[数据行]
• • • •

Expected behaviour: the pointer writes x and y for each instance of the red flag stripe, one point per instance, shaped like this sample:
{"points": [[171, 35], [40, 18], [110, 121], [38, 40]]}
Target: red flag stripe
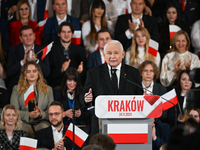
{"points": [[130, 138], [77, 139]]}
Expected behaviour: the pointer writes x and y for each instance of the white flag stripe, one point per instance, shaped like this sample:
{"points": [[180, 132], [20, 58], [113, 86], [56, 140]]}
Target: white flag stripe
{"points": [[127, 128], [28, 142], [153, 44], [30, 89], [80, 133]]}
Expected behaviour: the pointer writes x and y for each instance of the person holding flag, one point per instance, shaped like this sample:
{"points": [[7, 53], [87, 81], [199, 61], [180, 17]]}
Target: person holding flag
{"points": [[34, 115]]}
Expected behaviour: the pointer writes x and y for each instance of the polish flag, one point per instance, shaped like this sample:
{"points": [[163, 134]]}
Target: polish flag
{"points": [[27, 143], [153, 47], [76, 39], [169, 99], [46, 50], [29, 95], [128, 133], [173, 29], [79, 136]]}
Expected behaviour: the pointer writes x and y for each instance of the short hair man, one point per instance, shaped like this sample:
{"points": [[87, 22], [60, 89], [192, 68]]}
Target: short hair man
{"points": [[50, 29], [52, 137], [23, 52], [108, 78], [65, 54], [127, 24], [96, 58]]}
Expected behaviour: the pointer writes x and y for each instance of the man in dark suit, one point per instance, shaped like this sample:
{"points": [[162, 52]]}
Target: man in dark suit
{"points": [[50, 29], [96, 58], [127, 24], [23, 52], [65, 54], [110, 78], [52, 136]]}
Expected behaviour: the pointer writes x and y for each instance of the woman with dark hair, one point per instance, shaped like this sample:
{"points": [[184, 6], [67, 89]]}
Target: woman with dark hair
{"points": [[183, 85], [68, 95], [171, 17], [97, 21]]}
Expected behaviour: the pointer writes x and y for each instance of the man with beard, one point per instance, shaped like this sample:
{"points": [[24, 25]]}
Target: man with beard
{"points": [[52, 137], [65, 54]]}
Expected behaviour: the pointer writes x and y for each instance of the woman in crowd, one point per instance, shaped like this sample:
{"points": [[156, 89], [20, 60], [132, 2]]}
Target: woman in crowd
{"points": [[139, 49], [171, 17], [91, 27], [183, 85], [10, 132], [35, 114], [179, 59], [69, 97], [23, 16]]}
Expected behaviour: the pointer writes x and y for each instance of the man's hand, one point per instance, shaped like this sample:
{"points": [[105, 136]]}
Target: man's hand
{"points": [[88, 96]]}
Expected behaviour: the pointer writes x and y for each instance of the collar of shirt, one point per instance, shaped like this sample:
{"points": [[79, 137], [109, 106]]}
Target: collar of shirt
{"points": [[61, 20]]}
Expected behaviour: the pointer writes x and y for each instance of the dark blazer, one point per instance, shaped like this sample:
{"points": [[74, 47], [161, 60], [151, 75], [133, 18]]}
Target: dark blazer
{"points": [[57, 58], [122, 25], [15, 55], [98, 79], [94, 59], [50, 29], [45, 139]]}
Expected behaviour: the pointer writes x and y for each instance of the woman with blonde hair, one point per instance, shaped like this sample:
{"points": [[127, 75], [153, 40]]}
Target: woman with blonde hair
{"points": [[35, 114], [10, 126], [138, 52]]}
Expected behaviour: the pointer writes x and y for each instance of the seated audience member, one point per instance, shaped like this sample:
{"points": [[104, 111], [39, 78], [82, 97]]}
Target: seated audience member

• • • •

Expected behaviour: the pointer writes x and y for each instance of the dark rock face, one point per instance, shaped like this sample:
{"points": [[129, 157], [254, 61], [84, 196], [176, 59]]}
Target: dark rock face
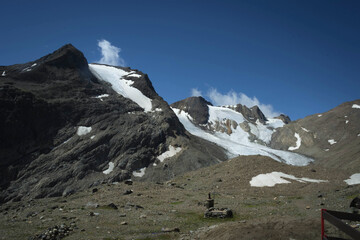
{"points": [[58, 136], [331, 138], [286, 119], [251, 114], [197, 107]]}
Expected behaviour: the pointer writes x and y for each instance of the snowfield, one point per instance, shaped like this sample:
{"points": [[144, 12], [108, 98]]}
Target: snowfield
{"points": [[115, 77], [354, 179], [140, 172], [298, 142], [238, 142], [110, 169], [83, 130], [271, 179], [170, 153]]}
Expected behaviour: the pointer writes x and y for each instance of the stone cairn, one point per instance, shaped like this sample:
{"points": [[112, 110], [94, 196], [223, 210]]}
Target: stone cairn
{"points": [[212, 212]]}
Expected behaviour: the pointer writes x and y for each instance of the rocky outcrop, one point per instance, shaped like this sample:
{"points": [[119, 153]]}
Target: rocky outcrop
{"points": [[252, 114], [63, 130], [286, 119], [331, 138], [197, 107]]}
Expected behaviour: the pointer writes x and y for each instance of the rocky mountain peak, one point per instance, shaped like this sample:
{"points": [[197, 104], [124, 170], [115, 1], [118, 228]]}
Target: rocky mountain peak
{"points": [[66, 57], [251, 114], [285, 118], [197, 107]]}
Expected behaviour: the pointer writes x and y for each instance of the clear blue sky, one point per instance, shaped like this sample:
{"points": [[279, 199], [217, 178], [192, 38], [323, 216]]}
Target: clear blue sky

• • • •

**练习要求**
将从包含“of the clear”的行开始、到包含“Target: clear blue sky”的行为止的这一段（首尾两行均计入）转成 JSON 字符串列表，每行对应一个字符串，跳过空行。

**最终答案**
[
  "Expected behaviour: the pointer writes x and y for each instance of the clear blue sky, one point per instance, shaped like this sample:",
  "{\"points\": [[279, 199], [217, 178], [192, 38], [323, 216]]}",
  "Target: clear blue sky"
]